Aufgelistete Daten:
_ _ _ _ _ _ _
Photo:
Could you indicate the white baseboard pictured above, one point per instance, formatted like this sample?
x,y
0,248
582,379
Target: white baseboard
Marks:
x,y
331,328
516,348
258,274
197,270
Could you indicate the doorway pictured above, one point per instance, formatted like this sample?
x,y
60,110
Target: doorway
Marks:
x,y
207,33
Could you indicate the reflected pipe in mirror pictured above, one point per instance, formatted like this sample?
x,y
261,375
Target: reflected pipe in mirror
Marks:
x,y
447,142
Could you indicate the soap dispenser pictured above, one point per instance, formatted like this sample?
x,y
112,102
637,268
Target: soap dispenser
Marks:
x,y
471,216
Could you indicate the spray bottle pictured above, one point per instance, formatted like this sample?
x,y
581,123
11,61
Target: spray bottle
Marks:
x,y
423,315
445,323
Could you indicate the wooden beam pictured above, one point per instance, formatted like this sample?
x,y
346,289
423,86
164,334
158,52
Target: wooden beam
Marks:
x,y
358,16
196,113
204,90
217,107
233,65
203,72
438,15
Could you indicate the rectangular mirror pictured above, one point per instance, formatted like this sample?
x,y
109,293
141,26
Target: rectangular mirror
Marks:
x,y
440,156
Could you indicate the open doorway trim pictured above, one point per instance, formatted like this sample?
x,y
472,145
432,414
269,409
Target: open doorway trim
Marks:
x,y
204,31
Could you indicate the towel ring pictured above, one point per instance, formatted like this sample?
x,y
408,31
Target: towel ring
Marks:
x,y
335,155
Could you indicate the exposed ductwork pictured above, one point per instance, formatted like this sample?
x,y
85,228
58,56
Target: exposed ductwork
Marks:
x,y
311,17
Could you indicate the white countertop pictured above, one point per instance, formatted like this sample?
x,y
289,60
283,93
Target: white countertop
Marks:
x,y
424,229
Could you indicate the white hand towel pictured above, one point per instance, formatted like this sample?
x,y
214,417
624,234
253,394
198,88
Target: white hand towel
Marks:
_ _ _ _ _ _ _
Aufgabenbeschreibung:
Schreib alle Daten oben Zeile für Zeile unverändert ab.

Erledigte Aufgabe:
Photo:
Could you indicate the white baseboard pictured above, one point per instance, formatted like this sample?
x,y
0,248
582,379
Target: white baseboard
Marks:
x,y
331,328
516,348
258,274
197,270
Could you indicate the doorway pictured above, one point per instance, formatted like this sample?
x,y
60,110
Target: doorway
Marks:
x,y
207,33
Could you indicate the reflected pipe in mirror pictured above, one point per instance, formatted like this sample?
x,y
261,375
Target: reflected pipe in mirror
Marks:
x,y
447,142
Could you indicate the soap dispenser pictured above, one point per instance, formatted like this sample?
x,y
112,102
637,268
Target: soap dispenser
Marks:
x,y
471,216
Could you indicate the spray bottle pictured above, one point per instance, formatted like this sample?
x,y
581,123
11,61
Target: spray bottle
Marks:
x,y
423,315
445,323
Could you indicate the wooden beam pictured above, one point per instance, formatted like this sample?
x,y
346,289
423,86
164,334
158,52
Target: wooden beam
Marks:
x,y
358,16
196,113
204,90
217,107
233,65
203,72
438,15
Could you indicate the rectangular mirror pictured above, one point per instance, formatted like this sample?
x,y
109,293
141,26
Target: rectangular mirror
Marks:
x,y
440,156
Could you indicate the open doorway trim pictured above, one point per instance, formatted like this sample?
x,y
472,145
432,414
269,409
Target: open doorway trim
Marks:
x,y
204,31
Could you indicate the towel ring pictured above, one point per instance, formatted like this sample?
x,y
408,31
Target: towel ring
Marks:
x,y
335,155
Could you indicate the exposed ductwork pictured above, one point per instance, formatted like this sample?
x,y
85,228
58,56
Target: exposed ductwork
Marks:
x,y
311,17
Could you indicate the white countertop pictured above, one point per instance, formatted like this sample?
x,y
289,60
283,93
Target: white countertop
Marks:
x,y
424,229
Could you indicate the white hand towel pictured above, one point per instance, formatted like this sample?
x,y
214,417
624,234
253,394
198,88
Target: white hand towel
Marks:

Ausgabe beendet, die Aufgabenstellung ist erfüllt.